* _What this task involves_
Please give back an exact reproduction of the lines from the one with "Target: house siding" through the end of the entries below, and no others.

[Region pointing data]
+---+
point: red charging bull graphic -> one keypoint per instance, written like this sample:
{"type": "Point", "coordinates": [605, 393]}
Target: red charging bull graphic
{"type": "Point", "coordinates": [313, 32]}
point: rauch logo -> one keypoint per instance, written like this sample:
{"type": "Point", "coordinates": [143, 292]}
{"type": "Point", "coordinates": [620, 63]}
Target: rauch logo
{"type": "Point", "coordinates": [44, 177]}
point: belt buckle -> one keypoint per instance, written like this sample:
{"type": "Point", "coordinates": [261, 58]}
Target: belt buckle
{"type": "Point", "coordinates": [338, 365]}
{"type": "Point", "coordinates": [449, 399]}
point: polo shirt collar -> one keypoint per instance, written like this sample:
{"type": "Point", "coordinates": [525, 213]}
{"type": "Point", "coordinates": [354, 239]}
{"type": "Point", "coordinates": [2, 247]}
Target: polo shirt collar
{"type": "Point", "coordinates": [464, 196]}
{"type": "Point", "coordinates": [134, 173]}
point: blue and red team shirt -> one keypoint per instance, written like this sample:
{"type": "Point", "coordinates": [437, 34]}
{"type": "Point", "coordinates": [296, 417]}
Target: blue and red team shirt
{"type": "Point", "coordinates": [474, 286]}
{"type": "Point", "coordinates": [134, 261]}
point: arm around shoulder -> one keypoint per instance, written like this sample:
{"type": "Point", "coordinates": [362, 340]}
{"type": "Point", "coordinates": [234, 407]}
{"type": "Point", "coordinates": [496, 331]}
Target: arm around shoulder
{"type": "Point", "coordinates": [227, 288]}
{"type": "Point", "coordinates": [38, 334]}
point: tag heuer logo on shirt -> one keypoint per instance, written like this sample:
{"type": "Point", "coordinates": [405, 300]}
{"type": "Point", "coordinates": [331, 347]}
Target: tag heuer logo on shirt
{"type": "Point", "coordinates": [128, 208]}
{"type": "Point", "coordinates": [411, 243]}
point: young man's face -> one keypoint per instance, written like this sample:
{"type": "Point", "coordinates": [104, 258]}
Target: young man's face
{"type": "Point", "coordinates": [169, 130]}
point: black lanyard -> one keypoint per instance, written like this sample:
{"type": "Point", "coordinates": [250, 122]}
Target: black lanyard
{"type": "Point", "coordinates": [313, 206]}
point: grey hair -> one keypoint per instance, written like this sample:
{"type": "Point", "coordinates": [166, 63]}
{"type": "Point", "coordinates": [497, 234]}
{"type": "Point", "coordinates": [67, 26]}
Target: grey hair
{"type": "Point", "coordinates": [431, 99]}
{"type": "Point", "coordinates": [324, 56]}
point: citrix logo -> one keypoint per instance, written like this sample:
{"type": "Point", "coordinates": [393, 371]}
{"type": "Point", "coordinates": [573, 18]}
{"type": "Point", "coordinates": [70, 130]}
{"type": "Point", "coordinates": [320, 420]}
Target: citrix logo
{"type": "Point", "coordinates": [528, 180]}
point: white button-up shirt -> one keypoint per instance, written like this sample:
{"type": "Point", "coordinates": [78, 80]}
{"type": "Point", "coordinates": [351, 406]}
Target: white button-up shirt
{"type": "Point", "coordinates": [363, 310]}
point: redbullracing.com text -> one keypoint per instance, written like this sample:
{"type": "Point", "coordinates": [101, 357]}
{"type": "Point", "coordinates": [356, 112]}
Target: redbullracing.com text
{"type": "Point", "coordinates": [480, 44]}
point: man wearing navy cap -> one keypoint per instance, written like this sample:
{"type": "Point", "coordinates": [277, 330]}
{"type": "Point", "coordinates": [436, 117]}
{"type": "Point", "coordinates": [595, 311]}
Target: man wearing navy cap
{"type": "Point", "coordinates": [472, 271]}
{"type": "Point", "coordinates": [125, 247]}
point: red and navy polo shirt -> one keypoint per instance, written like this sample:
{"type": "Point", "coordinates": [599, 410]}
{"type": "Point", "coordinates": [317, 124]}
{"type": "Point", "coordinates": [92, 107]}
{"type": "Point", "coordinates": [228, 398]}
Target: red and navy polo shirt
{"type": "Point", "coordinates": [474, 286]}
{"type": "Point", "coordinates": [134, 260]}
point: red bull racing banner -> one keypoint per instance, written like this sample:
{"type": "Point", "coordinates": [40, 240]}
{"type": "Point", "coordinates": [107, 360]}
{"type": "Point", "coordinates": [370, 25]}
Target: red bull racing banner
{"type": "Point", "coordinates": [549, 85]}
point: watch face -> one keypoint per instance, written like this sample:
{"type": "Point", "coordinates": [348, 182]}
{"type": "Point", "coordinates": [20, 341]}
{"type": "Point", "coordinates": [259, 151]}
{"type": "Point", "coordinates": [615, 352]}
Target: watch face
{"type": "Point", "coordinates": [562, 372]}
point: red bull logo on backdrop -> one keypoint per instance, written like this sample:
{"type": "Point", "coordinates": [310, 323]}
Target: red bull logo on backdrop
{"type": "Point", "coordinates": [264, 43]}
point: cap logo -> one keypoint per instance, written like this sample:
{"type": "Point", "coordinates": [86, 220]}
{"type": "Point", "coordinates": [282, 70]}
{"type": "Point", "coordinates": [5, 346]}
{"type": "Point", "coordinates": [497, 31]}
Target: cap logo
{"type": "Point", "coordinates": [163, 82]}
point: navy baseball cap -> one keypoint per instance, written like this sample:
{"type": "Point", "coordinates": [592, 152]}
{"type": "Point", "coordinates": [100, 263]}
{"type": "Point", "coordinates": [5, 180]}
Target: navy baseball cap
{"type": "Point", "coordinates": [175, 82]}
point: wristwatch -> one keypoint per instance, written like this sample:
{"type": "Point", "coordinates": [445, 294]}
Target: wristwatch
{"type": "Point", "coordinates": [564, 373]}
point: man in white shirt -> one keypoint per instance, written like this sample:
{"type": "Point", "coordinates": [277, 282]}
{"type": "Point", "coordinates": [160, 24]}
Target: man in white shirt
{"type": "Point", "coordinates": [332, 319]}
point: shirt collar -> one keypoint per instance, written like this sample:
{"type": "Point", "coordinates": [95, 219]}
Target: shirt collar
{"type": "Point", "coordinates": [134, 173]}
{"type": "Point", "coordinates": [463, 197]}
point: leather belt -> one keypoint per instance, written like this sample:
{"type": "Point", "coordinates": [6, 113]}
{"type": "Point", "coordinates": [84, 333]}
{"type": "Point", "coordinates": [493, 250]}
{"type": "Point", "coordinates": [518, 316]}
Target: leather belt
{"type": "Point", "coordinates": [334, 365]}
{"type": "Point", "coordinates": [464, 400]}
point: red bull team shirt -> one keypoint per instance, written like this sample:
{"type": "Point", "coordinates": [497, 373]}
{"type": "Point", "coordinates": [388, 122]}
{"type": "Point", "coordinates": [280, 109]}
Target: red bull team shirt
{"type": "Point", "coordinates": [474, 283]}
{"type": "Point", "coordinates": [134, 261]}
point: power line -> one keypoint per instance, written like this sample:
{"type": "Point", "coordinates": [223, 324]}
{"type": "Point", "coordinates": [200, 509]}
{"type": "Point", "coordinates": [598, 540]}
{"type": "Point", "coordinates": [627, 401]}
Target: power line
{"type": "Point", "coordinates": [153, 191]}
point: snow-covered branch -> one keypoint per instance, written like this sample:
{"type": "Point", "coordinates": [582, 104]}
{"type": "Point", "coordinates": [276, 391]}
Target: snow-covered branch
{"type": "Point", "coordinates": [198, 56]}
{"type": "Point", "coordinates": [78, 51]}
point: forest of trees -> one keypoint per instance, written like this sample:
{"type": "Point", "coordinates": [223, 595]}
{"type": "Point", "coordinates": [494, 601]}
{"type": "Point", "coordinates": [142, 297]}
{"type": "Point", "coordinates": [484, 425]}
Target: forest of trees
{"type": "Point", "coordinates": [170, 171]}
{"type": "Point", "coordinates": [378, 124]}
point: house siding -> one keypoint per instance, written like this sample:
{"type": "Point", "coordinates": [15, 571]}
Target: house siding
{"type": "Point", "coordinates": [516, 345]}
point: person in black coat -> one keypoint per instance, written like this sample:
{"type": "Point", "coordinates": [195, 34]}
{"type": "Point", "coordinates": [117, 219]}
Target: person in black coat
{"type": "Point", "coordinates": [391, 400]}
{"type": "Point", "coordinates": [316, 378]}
+---+
* _Response_
Target: house siding
{"type": "Point", "coordinates": [516, 345]}
point: person in black coat -> one keypoint per instance, written like this sample:
{"type": "Point", "coordinates": [195, 34]}
{"type": "Point", "coordinates": [117, 219]}
Target: person in black coat
{"type": "Point", "coordinates": [391, 400]}
{"type": "Point", "coordinates": [316, 378]}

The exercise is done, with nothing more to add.